Text extract:
# Pandas Basics

Much like numpy can be used to query and analyze data, pandas can do the same thing!  The reason that both tools are used in the data science community is that they fill different requirements and excel at different things.  In this lecture we will be learning more about pandas and it's strengths, specifically:

* Pandas versus Numpy
* Pandas indexes
* Working with data in Pandas
* SQL Intro
* Querying DataFrames
* Merging DataFrames
* Stacking and Unstacking
* Aggregations

## Pandas versus Numpy

In the last lecture we learned about Numpy and it's power for making Python very fast.  We saw how to query data, as well as learned how Numpy "thinks" about data, as a tensor.  In this lecture we will look at Pandas, which thinks about data primarily like a database table.  This is because there are obvious primitives for dealing with one dimensional tensors, called `Series` and obvious primitives for dealing with two dimensional tensors called a `DataFrame`, but there are no obvious primitives for dealing with "higher order" tensors in pandas.  You can do some things for creating higher order tensors in pandas, but honestly it's kind of tough to work with that set of primitives.

Instruction A: Print everything in the pandas basics text from "## Pandas versus" down to "set of primitives.".

Input:
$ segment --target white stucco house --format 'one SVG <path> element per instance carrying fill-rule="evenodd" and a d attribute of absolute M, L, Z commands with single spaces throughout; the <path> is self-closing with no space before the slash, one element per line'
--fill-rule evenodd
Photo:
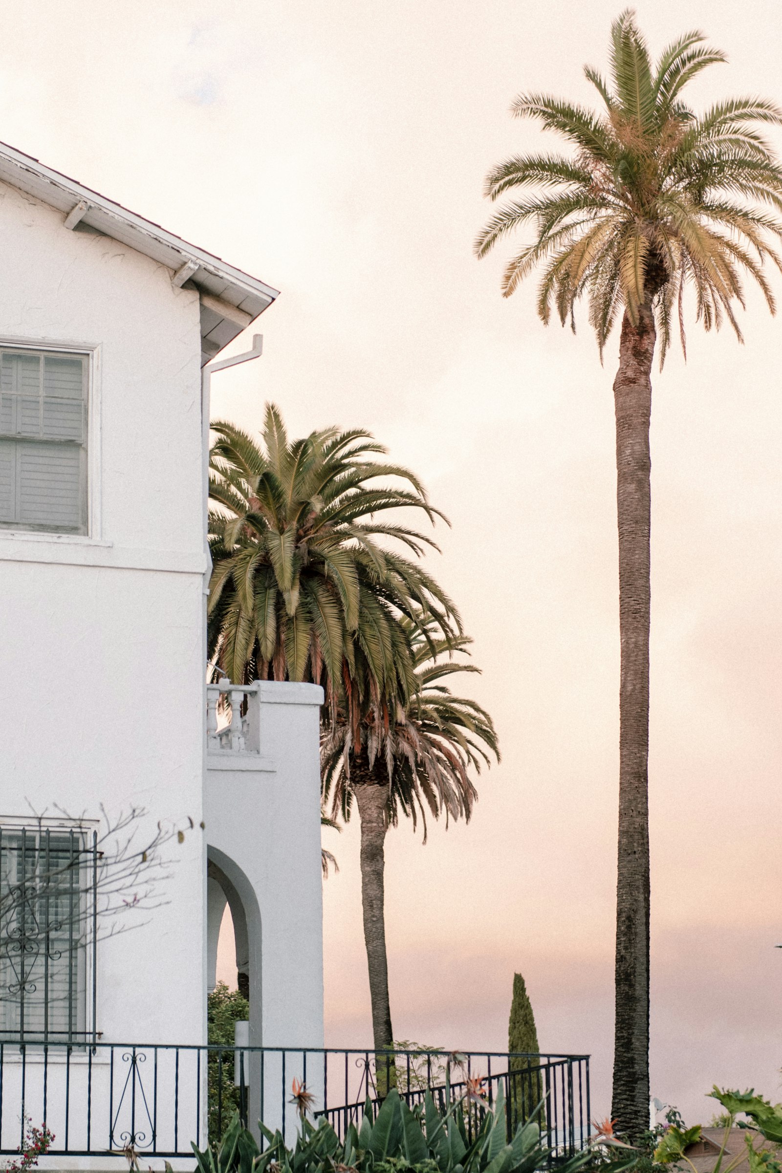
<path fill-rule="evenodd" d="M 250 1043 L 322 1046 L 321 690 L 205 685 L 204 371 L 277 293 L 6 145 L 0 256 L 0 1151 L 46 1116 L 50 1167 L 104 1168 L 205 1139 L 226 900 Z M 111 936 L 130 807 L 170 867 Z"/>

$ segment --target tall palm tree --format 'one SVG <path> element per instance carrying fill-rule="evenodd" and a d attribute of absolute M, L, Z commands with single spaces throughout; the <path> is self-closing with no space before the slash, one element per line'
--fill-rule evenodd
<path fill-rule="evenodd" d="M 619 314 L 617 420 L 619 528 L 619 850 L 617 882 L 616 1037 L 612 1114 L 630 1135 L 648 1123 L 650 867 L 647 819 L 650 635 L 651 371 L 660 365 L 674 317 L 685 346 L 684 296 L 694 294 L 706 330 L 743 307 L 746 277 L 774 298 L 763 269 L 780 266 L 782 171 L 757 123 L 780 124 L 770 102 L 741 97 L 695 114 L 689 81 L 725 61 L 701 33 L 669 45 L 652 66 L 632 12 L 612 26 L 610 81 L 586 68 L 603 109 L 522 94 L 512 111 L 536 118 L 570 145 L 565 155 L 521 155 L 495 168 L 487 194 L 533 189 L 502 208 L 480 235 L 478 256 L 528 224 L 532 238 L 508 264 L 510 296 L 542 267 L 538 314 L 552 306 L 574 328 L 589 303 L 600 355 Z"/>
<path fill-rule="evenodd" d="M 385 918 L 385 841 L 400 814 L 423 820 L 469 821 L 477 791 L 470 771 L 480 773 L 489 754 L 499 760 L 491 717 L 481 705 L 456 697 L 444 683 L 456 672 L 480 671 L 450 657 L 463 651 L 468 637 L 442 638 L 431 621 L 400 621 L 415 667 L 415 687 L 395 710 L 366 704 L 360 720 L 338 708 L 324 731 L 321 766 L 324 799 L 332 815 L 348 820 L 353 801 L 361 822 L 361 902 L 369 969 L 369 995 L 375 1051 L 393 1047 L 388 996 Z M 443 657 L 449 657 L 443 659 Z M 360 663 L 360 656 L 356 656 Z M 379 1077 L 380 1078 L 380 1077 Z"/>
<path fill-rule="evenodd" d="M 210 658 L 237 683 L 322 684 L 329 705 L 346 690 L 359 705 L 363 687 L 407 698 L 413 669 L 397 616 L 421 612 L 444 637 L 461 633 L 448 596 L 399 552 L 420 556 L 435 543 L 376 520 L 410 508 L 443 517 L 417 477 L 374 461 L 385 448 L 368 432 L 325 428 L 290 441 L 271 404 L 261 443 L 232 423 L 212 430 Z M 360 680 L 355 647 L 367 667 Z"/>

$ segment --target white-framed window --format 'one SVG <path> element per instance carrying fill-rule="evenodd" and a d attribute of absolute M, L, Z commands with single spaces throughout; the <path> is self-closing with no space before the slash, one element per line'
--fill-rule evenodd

* * *

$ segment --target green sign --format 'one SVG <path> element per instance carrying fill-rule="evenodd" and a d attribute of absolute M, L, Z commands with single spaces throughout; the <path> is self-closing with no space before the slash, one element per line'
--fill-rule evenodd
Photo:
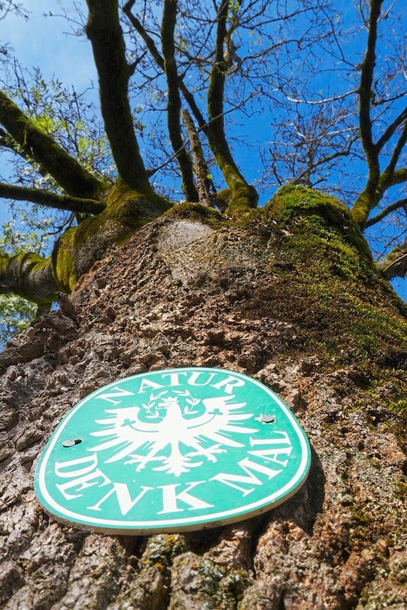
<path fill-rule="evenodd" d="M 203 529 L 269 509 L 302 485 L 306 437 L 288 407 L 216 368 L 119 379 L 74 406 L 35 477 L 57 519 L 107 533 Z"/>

Instruction B: List every line of the entries that contains the string "white", treating uppercase and lowercase as different.

Complete output A:
## Pandas versus Numpy

In the last lecture we learned about Numpy and it's power for making Python very fast.  We saw how to query data, as well as learned how Numpy "thinks" about data, as a tensor.  In this lecture we will look at Pandas, which thinks about data primarily like a database table.  This is because there are obvious primitives for dealing with one dimensional tensors, called `Series` and obvious primitives for dealing with two dimensional tensors called a `DataFrame`, but there are no obvious primitives for dealing with "higher order" tensors in pandas.  You can do some things for creating higher order tensors in pandas, but honestly it's kind of tough to work with that set of primitives.

Complete output B:
$ segment --target white stucco house --format 'one SVG <path> element per instance carrying fill-rule="evenodd" and a d attribute of absolute M, L, Z commands with single spaces throughout; the <path> is self-closing with no space before the slash, one element per line'
$ segment --target white-framed window --format 'one SVG <path> element per instance carrying fill-rule="evenodd" and a d attribute of absolute M, L, Z commands with single spaces throughout; the <path> is self-closing with no space before the slash, one element per line'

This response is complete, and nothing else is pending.